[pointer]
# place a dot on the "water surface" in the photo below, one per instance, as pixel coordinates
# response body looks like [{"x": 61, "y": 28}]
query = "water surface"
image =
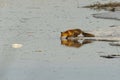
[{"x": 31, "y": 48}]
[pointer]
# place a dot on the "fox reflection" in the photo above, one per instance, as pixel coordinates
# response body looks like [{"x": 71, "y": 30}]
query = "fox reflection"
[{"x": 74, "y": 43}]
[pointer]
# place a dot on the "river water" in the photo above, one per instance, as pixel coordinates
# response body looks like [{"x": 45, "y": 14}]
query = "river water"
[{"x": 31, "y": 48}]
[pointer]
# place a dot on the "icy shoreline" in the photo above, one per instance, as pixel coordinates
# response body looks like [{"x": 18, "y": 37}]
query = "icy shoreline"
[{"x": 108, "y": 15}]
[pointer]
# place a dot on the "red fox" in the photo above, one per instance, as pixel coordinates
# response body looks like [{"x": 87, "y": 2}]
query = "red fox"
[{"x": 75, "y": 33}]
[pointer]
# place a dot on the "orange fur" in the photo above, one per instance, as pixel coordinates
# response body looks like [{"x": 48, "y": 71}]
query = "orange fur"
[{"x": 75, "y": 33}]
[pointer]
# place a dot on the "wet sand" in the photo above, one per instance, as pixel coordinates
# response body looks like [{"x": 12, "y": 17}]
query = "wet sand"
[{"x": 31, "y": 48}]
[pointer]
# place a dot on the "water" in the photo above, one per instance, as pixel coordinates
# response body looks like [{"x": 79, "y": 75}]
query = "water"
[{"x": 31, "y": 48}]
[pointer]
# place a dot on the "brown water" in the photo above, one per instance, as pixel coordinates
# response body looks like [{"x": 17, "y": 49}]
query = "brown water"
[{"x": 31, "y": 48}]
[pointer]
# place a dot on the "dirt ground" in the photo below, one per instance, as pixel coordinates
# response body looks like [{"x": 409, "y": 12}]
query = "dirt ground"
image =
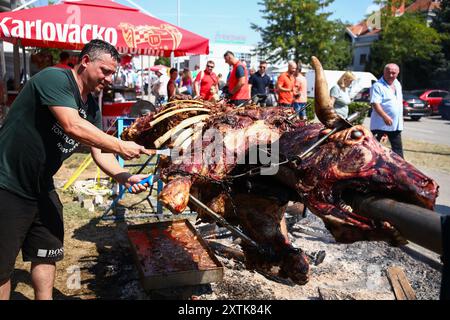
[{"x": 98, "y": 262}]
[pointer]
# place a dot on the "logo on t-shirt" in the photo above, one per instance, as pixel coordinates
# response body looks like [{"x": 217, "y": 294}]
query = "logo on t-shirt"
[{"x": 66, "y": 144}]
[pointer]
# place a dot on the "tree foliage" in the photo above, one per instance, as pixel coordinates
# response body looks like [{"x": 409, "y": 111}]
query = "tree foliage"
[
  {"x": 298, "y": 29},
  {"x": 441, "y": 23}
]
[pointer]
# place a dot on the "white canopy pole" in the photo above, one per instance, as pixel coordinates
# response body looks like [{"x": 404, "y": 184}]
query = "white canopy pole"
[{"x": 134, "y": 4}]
==
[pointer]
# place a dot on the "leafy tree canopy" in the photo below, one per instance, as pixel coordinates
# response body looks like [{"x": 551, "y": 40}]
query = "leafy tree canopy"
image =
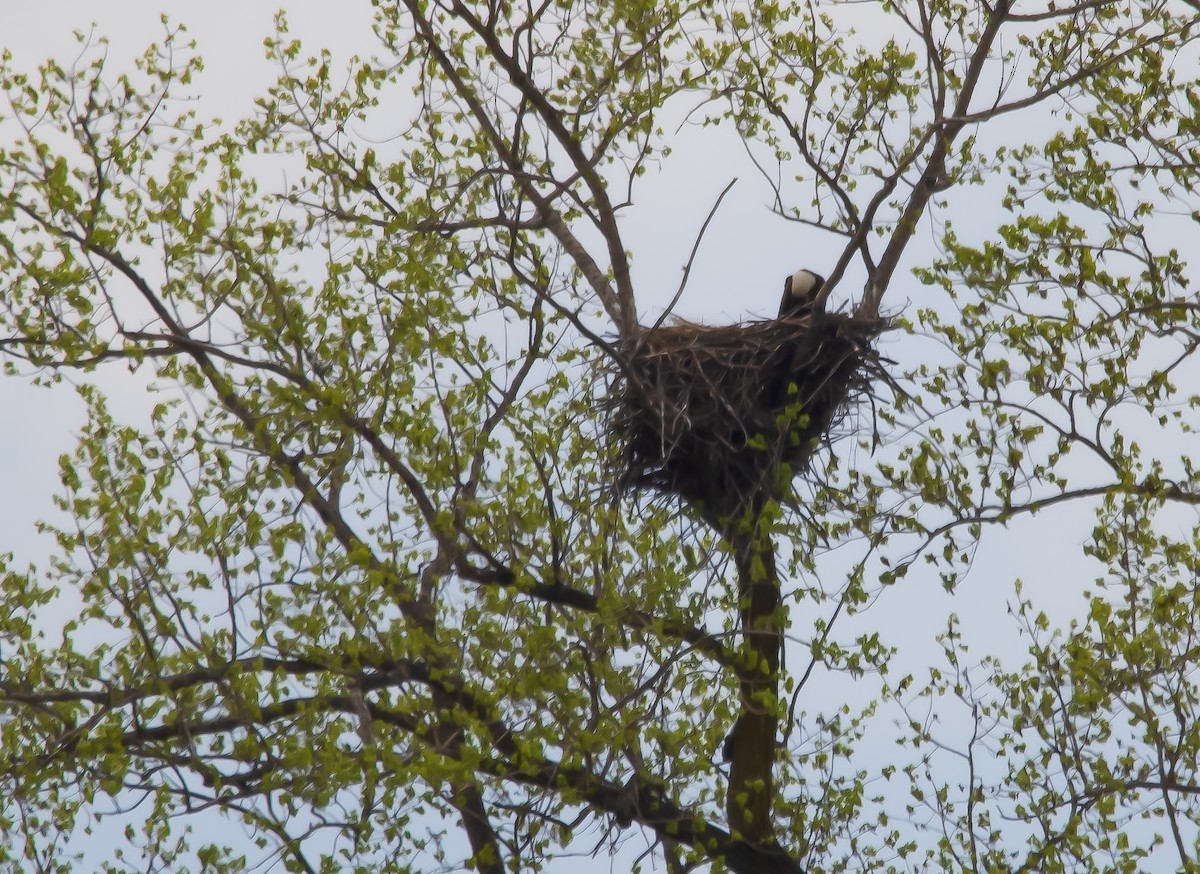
==
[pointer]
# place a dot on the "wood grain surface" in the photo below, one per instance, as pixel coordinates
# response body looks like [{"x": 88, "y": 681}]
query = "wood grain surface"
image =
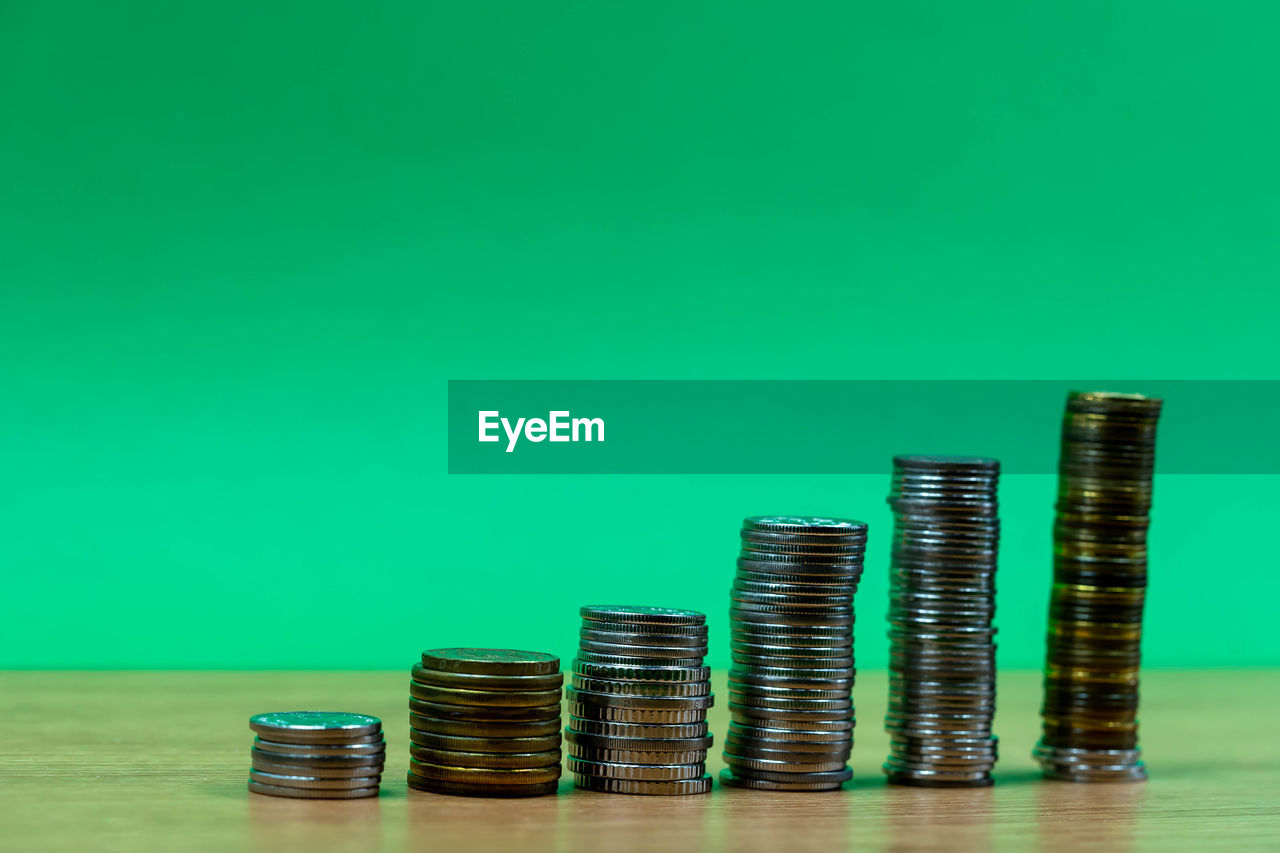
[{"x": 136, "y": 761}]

▸ **The task**
Show each line of the entries above that contains the string "brown". Case matters, so uppercase and lowercase letters do not match each other.

▸ **Solution to the exercise**
# place a dot on the "brown water" in the photo above, one per instance, as pixel coordinates
query = "brown water"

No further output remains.